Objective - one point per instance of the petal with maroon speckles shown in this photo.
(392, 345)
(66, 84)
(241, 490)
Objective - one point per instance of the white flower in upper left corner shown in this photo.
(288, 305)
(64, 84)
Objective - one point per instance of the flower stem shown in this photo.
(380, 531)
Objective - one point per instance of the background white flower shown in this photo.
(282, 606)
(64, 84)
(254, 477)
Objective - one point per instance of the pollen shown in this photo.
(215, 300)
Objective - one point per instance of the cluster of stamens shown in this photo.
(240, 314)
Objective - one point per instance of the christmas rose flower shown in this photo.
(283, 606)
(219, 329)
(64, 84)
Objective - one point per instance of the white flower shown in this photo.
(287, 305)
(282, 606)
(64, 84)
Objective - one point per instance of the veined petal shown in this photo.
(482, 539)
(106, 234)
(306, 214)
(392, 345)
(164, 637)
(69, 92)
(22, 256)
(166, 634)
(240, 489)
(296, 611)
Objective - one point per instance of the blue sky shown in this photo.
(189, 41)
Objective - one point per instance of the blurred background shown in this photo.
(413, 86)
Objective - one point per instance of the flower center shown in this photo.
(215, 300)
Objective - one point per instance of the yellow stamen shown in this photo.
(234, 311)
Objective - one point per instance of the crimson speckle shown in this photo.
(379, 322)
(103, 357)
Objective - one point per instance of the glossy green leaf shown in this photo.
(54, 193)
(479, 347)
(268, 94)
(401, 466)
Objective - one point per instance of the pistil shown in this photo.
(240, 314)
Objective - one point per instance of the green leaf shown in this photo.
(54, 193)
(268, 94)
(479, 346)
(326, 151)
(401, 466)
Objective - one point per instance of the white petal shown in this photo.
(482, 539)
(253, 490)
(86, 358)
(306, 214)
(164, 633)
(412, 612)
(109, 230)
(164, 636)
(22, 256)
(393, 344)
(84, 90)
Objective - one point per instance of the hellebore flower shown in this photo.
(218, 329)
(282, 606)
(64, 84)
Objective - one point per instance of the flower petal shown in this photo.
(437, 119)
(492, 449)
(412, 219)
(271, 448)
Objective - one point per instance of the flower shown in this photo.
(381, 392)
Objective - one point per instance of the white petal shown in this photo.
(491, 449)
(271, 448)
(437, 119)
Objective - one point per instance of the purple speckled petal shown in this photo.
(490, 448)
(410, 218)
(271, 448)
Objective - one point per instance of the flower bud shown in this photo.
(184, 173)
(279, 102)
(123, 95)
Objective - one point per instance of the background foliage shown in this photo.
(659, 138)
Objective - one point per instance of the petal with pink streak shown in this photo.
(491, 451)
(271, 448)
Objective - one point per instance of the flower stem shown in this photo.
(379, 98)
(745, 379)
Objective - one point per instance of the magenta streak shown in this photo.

★ ★ ★ ★ ★ ★ ★

**What needs to be done:**
Reprint the entire listing exactly.

**Result of the exercise:**
Objective - one point per instance of the petal with maroon speckles shown in this photo.
(392, 345)
(66, 84)
(241, 490)
Objective - one point per instance of the white flower in upper left corner shown in this photo.
(288, 305)
(64, 84)
Objective - one point per instance of the flower stem shown in this photo.
(380, 531)
Objective - one point per instance of the background white flower shown in this photo.
(282, 606)
(64, 84)
(254, 477)
Objective - one point per instance of the pollen shown in this photo.
(215, 300)
Objective - one point per instance of the cluster of stamens shown in this photo.
(240, 314)
Objective - one point per instance of the christmas rose flower shown in this photo.
(283, 606)
(219, 329)
(64, 84)
Objective - one point per instance of the white flower shown in this photo.
(287, 305)
(282, 606)
(64, 84)
Objective - one point per instance of the veined petal shown in this photo.
(482, 539)
(106, 234)
(306, 214)
(392, 345)
(164, 637)
(69, 92)
(22, 256)
(166, 634)
(240, 489)
(296, 611)
Objective - one point per instance of the blue sky shown in this photo.
(189, 41)
Objective - one point per instance of the blurred background shown in this photo.
(413, 86)
Objective - one point per instance of the flower center shown in this photo.
(215, 300)
Objective - one point per instance of the yellow stamen shown in this photo.
(234, 311)
Objective - one point per instance of the crimson speckle shown in this photo.
(379, 322)
(103, 357)
Objective - one point per instance of the glossy green leaf shown in this photo.
(54, 193)
(479, 347)
(268, 94)
(401, 466)
Objective - one point per instance of the pistil shown in this photo.
(240, 314)
Objective - one point per instance of the green leaf shown in this photo.
(54, 193)
(268, 94)
(479, 346)
(326, 151)
(401, 466)
Objective - one point per instance of the white petal shown in this photo.
(482, 539)
(253, 490)
(86, 358)
(306, 214)
(164, 633)
(412, 612)
(109, 230)
(164, 636)
(22, 256)
(393, 344)
(84, 90)
Objective - one point per instance of the hellebore flower shown in this photo.
(218, 329)
(282, 606)
(64, 84)
Objective - one point per instance of the flower petal shown in this photo.
(437, 119)
(492, 449)
(412, 219)
(271, 448)
Objective - one point per instance of the flower shown in this photo.
(381, 392)
Objective - one point per instance of the white petal shown in this photo.
(491, 449)
(271, 448)
(437, 119)
Objective - one point per instance of the purple speckled petal shown in this photo.
(490, 448)
(410, 218)
(271, 448)
Objective - one point per instance of the flower bud shown in this photo.
(184, 173)
(279, 102)
(123, 95)
Objective - one point per instance of the background foliage shown in this photo.
(659, 138)
Objective - one point per instance of the petal with pink streak shown in this photo.
(491, 451)
(271, 448)
Objective - one point per instance of the flower stem shown in this photo.
(379, 98)
(745, 379)
Objective - one point per instance of the magenta streak shown in this photo.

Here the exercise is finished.